Stored records:
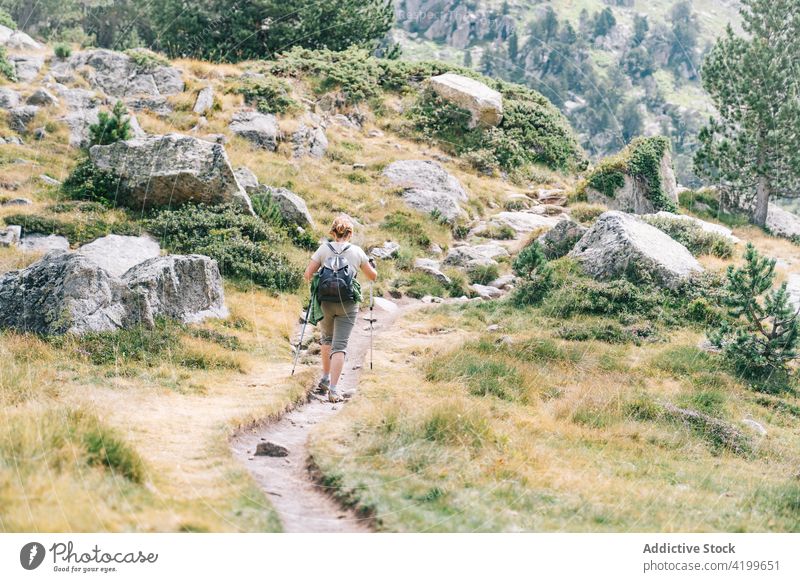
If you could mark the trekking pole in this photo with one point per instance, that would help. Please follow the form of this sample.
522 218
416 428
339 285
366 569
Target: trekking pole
302 332
371 320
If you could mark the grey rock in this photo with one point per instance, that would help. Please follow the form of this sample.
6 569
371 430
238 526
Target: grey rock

▶ [Problem description] Reproduce every line of the items, requests included, and scale each answer point coordinate by 2.6, rounding to whole numbers with halves going up. Leave the requests and their sample points unchanged, and omit the pictures.

▶ [Finished task]
If you could mark the trekking pole in this photo with one point per instance, that would help. Please follow the form of this sample.
522 218
416 428
339 285
366 569
Target: trekking pole
785 863
965 832
If you could mark the grey rock in this photo with one point per instance, that would help. Please follow the form of this sample.
6 569
371 430
238 526
Target: grey rock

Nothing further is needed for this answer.